▶ **REQUIRED ACTION**
Copy out the line that contains "Task: point out every instance of the green grass" and the lines after it through the final one in the entries below, exactly, with no other lines.

###

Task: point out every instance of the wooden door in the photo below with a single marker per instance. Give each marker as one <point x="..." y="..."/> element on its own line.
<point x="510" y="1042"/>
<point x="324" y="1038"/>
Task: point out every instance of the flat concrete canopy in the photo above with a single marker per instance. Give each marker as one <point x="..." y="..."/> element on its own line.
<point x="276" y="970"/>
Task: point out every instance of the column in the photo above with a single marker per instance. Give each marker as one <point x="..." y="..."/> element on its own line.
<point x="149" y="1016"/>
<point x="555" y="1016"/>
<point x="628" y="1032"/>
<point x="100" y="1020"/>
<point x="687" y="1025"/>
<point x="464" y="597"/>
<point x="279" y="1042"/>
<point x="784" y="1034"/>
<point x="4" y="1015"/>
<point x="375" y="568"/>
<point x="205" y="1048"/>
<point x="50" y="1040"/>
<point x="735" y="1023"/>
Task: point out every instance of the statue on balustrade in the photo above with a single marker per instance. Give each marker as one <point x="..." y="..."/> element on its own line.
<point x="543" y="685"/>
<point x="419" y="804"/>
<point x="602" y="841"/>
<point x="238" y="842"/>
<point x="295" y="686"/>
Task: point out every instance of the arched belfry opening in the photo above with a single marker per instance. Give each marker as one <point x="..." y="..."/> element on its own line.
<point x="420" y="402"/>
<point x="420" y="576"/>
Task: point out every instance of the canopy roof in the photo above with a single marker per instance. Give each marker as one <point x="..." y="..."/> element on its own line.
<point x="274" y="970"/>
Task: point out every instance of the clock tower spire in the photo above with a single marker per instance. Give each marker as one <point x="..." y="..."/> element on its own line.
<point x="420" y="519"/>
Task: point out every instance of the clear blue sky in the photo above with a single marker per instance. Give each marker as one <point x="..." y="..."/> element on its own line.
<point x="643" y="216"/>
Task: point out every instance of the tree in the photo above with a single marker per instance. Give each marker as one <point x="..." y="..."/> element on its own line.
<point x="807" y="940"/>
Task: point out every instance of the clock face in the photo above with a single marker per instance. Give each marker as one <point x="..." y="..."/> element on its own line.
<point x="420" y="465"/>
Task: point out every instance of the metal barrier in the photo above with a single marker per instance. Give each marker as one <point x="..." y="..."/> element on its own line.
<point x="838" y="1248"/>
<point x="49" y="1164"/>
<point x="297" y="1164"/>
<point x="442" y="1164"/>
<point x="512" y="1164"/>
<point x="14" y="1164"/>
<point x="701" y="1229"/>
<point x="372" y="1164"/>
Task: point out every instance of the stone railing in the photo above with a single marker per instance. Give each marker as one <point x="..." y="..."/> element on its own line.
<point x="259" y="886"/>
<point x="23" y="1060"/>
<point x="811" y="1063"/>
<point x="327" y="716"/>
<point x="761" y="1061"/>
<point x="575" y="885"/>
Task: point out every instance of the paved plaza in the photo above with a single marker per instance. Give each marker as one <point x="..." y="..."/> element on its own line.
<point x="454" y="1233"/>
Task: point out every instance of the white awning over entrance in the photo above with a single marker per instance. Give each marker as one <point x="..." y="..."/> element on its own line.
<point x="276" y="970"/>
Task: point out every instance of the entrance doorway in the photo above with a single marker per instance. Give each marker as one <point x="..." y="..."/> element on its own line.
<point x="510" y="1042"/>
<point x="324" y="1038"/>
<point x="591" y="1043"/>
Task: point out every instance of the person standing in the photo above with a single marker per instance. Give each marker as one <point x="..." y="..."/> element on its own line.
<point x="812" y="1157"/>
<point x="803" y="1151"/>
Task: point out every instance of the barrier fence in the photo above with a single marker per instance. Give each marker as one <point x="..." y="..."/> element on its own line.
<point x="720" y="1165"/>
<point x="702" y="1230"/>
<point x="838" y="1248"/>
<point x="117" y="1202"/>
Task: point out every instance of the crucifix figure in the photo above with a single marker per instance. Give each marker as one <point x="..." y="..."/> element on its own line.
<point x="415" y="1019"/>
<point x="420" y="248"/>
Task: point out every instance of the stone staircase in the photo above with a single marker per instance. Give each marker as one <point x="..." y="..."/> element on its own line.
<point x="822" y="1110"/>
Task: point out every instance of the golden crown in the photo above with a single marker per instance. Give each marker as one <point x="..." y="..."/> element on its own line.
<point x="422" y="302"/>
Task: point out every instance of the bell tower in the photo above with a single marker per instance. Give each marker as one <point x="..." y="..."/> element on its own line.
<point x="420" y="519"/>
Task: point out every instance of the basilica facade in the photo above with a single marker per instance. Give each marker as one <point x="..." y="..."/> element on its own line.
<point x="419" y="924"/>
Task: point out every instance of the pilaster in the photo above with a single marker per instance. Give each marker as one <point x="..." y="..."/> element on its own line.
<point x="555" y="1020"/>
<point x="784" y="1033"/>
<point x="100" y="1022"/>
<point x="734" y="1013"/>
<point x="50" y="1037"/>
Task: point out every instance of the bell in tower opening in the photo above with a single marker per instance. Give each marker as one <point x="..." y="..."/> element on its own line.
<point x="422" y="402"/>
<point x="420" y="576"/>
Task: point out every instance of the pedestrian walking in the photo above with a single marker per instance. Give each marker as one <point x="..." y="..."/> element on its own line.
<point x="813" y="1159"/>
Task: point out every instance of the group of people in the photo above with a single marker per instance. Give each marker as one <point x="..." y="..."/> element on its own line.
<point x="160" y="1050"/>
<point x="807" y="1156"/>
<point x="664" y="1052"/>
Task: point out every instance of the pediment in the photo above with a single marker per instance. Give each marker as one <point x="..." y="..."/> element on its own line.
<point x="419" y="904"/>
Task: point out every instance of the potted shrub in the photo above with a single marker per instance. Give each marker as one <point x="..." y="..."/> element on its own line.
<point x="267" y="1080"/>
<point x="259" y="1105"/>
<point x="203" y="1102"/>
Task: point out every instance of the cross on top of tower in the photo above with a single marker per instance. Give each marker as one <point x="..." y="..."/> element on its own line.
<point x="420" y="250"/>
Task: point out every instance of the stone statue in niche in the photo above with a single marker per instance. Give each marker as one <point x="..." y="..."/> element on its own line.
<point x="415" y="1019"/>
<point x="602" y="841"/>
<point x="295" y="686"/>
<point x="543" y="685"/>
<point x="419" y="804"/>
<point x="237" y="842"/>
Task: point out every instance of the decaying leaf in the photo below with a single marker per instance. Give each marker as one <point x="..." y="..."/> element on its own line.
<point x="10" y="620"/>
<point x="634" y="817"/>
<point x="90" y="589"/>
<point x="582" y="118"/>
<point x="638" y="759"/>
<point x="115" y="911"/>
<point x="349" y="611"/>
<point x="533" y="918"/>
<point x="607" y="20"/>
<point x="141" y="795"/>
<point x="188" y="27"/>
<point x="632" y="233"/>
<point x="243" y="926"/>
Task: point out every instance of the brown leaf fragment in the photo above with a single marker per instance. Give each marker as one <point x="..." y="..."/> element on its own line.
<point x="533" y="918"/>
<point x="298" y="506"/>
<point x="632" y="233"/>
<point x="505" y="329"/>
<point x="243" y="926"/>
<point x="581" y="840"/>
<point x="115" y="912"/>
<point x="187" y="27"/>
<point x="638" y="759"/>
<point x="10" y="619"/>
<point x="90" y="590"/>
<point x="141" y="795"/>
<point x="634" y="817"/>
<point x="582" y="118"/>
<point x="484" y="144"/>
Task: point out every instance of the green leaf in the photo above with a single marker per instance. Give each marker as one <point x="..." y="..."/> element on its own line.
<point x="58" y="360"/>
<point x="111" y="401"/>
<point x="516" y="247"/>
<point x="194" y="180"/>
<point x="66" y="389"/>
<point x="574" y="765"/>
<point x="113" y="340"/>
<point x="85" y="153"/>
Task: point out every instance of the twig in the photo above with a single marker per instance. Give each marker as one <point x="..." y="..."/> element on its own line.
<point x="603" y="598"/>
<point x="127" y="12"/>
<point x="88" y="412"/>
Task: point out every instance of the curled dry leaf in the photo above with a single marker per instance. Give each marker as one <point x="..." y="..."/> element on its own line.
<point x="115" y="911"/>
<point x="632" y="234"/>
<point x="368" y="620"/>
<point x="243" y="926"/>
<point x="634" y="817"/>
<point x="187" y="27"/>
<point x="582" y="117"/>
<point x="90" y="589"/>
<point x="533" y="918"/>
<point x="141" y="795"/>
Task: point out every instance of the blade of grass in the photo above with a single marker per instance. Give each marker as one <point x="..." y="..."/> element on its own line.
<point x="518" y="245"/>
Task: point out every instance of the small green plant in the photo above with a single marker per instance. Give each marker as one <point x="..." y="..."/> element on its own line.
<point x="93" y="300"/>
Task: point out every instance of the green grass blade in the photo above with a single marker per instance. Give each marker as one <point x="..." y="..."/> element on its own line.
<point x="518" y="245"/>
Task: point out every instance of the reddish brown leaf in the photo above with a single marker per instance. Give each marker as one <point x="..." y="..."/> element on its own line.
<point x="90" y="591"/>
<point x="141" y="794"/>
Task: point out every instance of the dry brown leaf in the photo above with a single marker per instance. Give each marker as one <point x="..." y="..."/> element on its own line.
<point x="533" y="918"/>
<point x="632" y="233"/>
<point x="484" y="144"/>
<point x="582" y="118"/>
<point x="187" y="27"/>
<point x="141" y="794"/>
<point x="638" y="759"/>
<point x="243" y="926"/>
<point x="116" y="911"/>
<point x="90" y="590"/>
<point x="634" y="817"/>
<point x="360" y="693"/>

###

▶ **EXERCISE SOLUTION**
Task: point out every instance of the green grass blade in the photo above with a single marker per instance. Give each marker as one <point x="..." y="..."/> element on its own line.
<point x="518" y="245"/>
Task: point out every instance of the reddish brown leaf in the photo above with a single marker per instance. Give each marker as one <point x="..." y="..."/> element on its own line.
<point x="90" y="591"/>
<point x="141" y="794"/>
Task: point out every instance of the dry brown leaf in the photo above with a single marker per instance. Give each marker as one <point x="..." y="..."/> element on its own line.
<point x="533" y="918"/>
<point x="632" y="233"/>
<point x="484" y="144"/>
<point x="582" y="118"/>
<point x="187" y="27"/>
<point x="141" y="794"/>
<point x="638" y="759"/>
<point x="243" y="926"/>
<point x="116" y="911"/>
<point x="90" y="590"/>
<point x="634" y="817"/>
<point x="360" y="693"/>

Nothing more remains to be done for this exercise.